Descriptive statistics are used to describe the basic features of the data in a geostatistical study. To this end, Jeo-Stat offers various descriptive statistics [47] such as *variance, standard deviation, median, mean, skewness, kurtosis, coefficient of variation, minimum* and *maximum values* (Fig. 6). Additionally, histogram and post plots of the spatial data can be displayed easily on the screen (Fig. 7). Visual Basic Picture Box objects displaying graphics were digitized during the program development process so the user easily observe the *abscissa and ordinate* values of the graphics by moving mouse, also all the graphics can be saved to the hard drive.

Directive A:
Lay out the records from the line containing "twig in the photo above." through the end of the records as a JSON list of strings, with one string per line and blank lines omitted.

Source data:
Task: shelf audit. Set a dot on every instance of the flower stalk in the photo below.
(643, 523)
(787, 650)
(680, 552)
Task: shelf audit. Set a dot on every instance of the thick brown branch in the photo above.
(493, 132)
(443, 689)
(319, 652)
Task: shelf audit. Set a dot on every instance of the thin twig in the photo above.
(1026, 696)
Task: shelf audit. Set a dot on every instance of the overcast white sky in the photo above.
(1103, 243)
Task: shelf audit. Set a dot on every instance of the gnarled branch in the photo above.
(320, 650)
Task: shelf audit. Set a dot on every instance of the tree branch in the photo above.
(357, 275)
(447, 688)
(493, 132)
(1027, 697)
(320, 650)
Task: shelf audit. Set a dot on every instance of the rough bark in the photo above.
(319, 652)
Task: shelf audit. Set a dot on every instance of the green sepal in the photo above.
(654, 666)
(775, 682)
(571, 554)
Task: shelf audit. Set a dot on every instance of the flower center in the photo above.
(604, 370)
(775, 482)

Directive B:
Reproduce verbatim the stretch of the descriptive statistics text from "Descriptive statistics are" through "the hard drive.".

Response A:
[
  "Task: shelf audit. Set a dot on every instance of the thin twig in the photo above.",
  "(1026, 696)",
  "Task: shelf audit. Set a dot on every instance of the overcast white sky in the photo above.",
  "(1103, 243)",
  "Task: shelf audit. Set a dot on every instance of the gnarled branch in the photo above.",
  "(320, 650)",
  "Task: shelf audit. Set a dot on every instance of the tree branch in the photo above.",
  "(357, 275)",
  "(447, 688)",
  "(493, 132)",
  "(1027, 697)",
  "(320, 650)",
  "Task: shelf audit. Set a dot on every instance of the rough bark in the photo above.",
  "(319, 652)",
  "Task: shelf audit. Set a dot on every instance of the green sepal in the photo above.",
  "(654, 666)",
  "(775, 682)",
  "(571, 554)",
  "Task: shelf audit. Set a dot on every instance of the flower center in the photo above.",
  "(604, 370)",
  "(775, 482)"
]

Response B:
Descriptive statistics are used to describe the basic features of the data in a geostatistical study. To this end, Jeo-Stat offers various descriptive statistics [47] such as *variance, standard deviation, median, mean, skewness, kurtosis, coefficient of variation, minimum* and *maximum values* (Fig. 6). Additionally, histogram and post plots of the spatial data can be displayed easily on the screen (Fig. 7). Visual Basic Picture Box objects displaying graphics were digitized during the program development process so the user easily observe the *abscissa and ordinate* values of the graphics by moving mouse, also all the graphics can be saved to the hard drive.